(Data supplied)
Segment Open

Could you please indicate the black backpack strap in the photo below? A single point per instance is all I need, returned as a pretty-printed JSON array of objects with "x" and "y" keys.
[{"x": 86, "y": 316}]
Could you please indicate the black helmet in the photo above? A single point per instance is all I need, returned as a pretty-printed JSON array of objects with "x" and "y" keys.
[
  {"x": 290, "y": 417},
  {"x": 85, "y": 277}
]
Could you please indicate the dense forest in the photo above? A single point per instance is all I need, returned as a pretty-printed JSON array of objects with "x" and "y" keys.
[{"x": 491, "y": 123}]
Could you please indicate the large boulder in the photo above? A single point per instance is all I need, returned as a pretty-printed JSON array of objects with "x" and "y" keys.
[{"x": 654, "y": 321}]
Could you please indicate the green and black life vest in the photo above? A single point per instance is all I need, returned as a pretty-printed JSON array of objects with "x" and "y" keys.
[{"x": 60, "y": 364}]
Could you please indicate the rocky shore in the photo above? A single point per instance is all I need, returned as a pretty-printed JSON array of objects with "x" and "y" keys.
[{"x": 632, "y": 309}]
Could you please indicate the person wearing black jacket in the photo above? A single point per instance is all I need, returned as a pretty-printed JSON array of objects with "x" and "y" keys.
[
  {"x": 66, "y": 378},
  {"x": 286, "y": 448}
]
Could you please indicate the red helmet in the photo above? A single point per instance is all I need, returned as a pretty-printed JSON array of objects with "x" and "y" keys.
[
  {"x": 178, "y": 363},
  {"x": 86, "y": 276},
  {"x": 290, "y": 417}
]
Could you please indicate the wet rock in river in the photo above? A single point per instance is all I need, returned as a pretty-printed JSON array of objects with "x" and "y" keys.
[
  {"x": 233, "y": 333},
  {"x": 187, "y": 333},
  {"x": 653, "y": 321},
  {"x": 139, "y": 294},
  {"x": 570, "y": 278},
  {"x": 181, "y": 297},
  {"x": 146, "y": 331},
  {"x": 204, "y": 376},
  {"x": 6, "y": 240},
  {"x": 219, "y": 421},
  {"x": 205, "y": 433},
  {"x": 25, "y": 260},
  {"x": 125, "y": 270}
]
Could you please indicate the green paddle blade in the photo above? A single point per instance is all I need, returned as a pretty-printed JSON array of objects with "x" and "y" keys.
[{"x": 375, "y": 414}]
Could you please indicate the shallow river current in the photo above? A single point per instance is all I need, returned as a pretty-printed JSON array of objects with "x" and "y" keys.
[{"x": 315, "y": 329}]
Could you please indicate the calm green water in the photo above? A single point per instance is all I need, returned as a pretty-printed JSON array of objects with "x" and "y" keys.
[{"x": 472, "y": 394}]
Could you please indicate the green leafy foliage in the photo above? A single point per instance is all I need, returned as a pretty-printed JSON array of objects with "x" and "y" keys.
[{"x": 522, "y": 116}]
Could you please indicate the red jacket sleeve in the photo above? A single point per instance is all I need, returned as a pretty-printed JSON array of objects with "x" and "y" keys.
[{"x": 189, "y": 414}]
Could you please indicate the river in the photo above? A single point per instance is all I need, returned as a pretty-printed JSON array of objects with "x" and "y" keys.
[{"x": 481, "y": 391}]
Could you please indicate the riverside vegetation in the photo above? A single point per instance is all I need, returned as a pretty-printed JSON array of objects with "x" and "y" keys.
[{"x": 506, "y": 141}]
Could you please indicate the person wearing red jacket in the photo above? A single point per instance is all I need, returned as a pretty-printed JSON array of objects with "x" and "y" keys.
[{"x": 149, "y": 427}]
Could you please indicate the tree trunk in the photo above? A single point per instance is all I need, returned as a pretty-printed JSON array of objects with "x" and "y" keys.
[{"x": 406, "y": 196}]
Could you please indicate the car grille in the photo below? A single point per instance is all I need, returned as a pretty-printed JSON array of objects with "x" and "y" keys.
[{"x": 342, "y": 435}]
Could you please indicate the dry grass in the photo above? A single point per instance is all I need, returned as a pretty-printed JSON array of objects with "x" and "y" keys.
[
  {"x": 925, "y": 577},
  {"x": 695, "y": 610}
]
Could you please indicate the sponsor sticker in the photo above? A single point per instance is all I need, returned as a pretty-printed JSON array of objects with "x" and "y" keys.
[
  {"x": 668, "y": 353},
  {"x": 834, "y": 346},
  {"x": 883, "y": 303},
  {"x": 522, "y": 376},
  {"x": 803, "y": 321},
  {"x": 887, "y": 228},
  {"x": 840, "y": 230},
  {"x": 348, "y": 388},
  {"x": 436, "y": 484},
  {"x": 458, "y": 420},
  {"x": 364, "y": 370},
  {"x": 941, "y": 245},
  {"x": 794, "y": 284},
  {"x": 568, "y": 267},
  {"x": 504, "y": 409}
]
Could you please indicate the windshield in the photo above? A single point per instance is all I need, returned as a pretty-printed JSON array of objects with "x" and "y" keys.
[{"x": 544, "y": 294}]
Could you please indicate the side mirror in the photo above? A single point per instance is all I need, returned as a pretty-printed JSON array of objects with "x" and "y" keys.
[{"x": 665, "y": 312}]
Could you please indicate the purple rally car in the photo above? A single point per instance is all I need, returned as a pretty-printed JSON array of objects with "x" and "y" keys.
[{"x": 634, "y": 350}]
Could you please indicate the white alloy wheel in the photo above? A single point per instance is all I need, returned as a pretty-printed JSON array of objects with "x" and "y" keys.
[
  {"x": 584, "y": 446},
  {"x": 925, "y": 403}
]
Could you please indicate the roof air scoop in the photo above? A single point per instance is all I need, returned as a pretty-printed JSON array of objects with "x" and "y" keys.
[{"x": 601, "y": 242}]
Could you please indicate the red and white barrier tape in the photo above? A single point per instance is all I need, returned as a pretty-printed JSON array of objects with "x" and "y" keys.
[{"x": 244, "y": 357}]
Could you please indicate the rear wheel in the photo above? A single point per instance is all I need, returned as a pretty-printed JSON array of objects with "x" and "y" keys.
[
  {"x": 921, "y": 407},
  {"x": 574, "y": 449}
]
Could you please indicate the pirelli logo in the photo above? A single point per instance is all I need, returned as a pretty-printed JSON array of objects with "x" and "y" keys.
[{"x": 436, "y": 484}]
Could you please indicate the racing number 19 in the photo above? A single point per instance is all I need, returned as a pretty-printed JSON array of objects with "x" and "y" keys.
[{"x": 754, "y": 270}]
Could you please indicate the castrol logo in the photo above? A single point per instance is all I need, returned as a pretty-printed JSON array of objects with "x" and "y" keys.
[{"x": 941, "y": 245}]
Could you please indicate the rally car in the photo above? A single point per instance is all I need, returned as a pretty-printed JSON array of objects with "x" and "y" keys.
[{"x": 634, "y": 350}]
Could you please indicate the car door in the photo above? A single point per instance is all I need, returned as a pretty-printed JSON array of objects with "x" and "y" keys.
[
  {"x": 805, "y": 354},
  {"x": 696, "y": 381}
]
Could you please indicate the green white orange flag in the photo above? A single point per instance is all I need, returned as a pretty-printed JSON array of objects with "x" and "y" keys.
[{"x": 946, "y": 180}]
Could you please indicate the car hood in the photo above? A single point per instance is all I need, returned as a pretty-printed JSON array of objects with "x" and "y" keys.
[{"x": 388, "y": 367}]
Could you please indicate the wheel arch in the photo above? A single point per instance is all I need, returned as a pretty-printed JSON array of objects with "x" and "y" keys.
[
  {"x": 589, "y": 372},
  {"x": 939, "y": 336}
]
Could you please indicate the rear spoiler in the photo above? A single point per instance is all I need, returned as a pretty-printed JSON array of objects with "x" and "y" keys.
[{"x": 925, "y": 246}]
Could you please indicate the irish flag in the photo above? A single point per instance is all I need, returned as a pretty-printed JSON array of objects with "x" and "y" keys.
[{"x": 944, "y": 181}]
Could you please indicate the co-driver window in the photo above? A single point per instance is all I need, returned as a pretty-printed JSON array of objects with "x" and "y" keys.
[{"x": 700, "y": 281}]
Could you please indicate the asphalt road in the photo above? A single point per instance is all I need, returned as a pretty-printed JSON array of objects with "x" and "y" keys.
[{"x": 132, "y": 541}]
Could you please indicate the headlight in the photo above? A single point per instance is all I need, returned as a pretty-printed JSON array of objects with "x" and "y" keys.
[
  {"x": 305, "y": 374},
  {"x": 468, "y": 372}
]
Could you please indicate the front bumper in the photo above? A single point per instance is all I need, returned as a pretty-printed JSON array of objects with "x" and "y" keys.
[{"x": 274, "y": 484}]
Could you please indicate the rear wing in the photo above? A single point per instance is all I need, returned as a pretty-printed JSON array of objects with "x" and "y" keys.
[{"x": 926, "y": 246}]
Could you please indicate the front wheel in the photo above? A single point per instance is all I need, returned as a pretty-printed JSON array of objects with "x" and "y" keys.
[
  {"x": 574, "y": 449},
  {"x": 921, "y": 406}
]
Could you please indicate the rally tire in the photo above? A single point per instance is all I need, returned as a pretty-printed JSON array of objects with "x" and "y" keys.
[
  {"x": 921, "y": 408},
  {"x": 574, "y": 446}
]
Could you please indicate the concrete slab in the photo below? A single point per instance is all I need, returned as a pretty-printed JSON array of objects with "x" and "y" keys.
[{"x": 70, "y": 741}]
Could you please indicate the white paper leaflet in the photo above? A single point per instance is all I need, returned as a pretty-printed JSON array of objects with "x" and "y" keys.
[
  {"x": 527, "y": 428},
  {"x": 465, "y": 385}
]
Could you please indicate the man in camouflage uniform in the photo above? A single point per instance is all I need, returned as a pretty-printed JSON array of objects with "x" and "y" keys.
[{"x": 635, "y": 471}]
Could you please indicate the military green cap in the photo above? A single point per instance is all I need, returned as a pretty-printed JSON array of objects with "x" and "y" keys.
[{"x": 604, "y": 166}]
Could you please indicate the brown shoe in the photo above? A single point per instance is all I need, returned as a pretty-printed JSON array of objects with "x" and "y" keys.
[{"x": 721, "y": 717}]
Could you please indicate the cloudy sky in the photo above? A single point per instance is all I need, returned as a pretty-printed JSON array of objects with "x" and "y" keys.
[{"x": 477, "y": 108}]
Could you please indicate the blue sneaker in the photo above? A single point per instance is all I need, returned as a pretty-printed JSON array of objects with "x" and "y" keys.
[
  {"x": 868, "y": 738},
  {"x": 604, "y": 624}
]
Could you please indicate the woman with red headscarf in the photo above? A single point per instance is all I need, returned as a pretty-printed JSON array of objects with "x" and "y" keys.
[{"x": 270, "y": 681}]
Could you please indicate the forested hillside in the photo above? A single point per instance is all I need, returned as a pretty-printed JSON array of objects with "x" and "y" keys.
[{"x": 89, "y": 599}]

Segment Closed

(Task goal)
Write the "Could you please indicate the cloudy" line and all later lines exactly. Stop at the end of the data.

(Finished task)
Could you please indicate the cloudy sky in the photo above? A single point per instance is all I need, returned as a pretty-printed JSON array of objects with "x" and "y" keys.
[{"x": 477, "y": 108}]
Could you please indicate the blue sneaker in the photo above? A single point per instance is all I need, returned as a pretty-printed JSON array of objects with "x" and "y" keys.
[
  {"x": 868, "y": 738},
  {"x": 604, "y": 624}
]
Could you please indicate the woman with red headscarf in the photo above? A single point per instance is all I need, returned as a pretty-printed JSON array of objects with "x" and "y" keys.
[{"x": 270, "y": 681}]
Could you please indicate the forested hillside in the photo above? A single point per instance is all I need, returned as a pretty-printed JSON array of objects with "x" and "y" keys.
[{"x": 89, "y": 599}]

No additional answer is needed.